» Raw data:
========================

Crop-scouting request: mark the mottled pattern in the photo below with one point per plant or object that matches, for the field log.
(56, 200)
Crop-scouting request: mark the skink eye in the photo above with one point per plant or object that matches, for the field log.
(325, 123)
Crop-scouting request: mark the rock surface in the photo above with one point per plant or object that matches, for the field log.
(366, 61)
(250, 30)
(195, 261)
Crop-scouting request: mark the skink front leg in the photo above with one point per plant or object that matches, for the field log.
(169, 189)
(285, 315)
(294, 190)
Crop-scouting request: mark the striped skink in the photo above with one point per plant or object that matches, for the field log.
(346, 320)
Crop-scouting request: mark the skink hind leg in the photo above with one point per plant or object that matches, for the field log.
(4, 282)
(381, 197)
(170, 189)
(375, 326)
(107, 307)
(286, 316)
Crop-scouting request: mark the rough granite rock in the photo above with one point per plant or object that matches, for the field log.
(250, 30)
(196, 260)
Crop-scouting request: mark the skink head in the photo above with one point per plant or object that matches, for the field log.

========================

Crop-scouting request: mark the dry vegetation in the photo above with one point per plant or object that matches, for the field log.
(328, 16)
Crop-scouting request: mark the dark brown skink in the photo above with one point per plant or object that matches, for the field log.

========================

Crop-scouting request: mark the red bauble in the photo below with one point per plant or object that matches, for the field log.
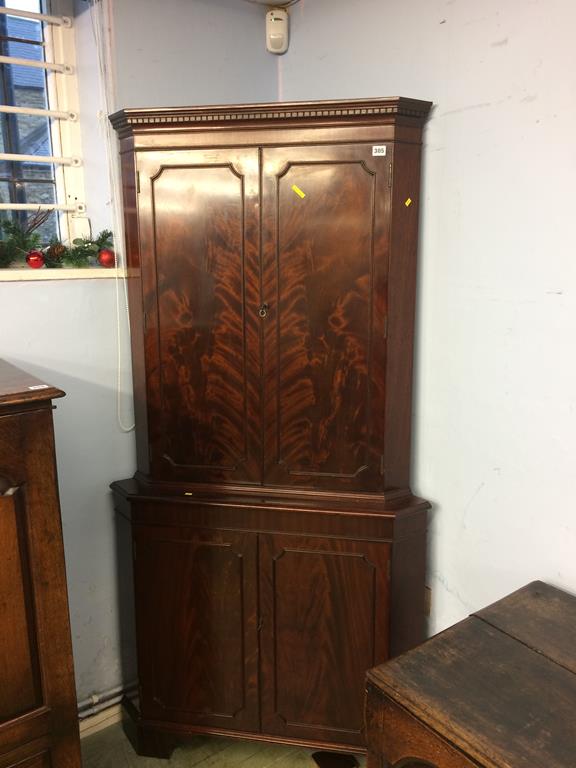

========================

» Problem description: Rewrite the stretch of rows from the line containing "Crop-scouting request: mark the skink front" through the line containing "Crop-scouting request: mark the skink head" as a numbered list, both of those lines included and any blank lines left out.

» Response to this task:
1. Crop-scouting request: mark the skink front leg in the photo above with one point per plant or object that matches, for the field log.
2. (169, 189)
3. (285, 315)
4. (294, 190)
5. Crop-scouting request: mark the striped skink in the photo above with one point per plant or object that matches, for the field log.
6. (346, 320)
7. Crop-scouting request: mark the skink hind leg in the photo above with one point per plant or object that matches, for the field log.
8. (4, 282)
9. (381, 197)
10. (170, 189)
11. (375, 326)
12. (107, 307)
13. (286, 316)
14. Crop-scouting request: mark the rough granite rock in the photo above with one point per plant or object that matches, for the field log.
15. (250, 30)
16. (196, 260)
17. Crop-scouting request: mark the skink head in the photo above with one point per plant or object that matches, for the field log.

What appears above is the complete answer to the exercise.